■ Énoncé 1: Selon le texte sur l'exode rural, pourquoi les populations des campagnes ont-elles été condamnées à l'isolement ? Expliquez-le en une à trois phrases.
■ Énoncé 2: Dans le texte sur l'exode rural, où les habitants partis des villages ont-ils élu domicile ?
■ Énoncé 3: Reprenez le texte sur l'exode rural après sa dernière phrase et poursuivez-le.

L’exode rural continuait à saigner les villages et bourgades isolés à tel point que des hameaux entiers se sont vidés complètement de leurs habitants. Élisant domicile dans des ‘’ceintures de misères’’ à la périphérie des grandes villes, ils ont bradé cheptels et meubles pour donner une avance sur un loyer surenchéri à la faveur d’une demande subitement revue à la hausse. Bien avant le grand départ, les populations des campagnes, particulièrement celles se trouvant dans des zones enclavées loin des plaines où s’exerçait l’agriculture professionnelle, étaient largement exclues des bienfaits du développement. L’analphabétisme et l’éloignement par rapport aux centres de décision les ont condamnées à l’isolement et à une forme d’ostracisme desquels n’émergent que ceux qui ont su composer avec le clientélisme ambiant qui a installé des formes rituelles de corruption (soutiens de l’État détournés par les agents de l’État et d’autres notabilités).

■ Données fournies:
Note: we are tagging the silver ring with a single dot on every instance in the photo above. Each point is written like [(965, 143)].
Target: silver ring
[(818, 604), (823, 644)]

■ Réponse 1: L'analphabétisme et l'éloignement par rapport aux centres de décision les ont condamnées à l'isolement et à une forme d'ostracisme. Seuls en sont sortis ceux qui ont su composer avec le clientélisme ambiant.

■ Réponse 2: Dans des « ceintures de misères » à la périphérie des grandes villes.

■ Réponse 3:
Le monde rural, qui a payé un lourd tribut à l’indépendance du pays, se trouve ainsi marginalisé de facto. Lorsque le taux de chômage était, il y a quatre ans de cela, de 31% à l’échelle nationale, la campagne algérienne supportait, à elle seule, 60 à 70 % de ce fardeau.

Pire, certaines enquêtes détaillées, ont pu établir des taux proches de 80%. Les facteurs d’arriération sociale, constituant un véritable nœud de vipères, sont de plusieurs formes. L’enclavement est d’abord ressenti en tant que difficulté à communiquer avec la ville, et cela est inévitablement dû au manque d’infrastructures telles que les routes, les pistes et les chemins de fer.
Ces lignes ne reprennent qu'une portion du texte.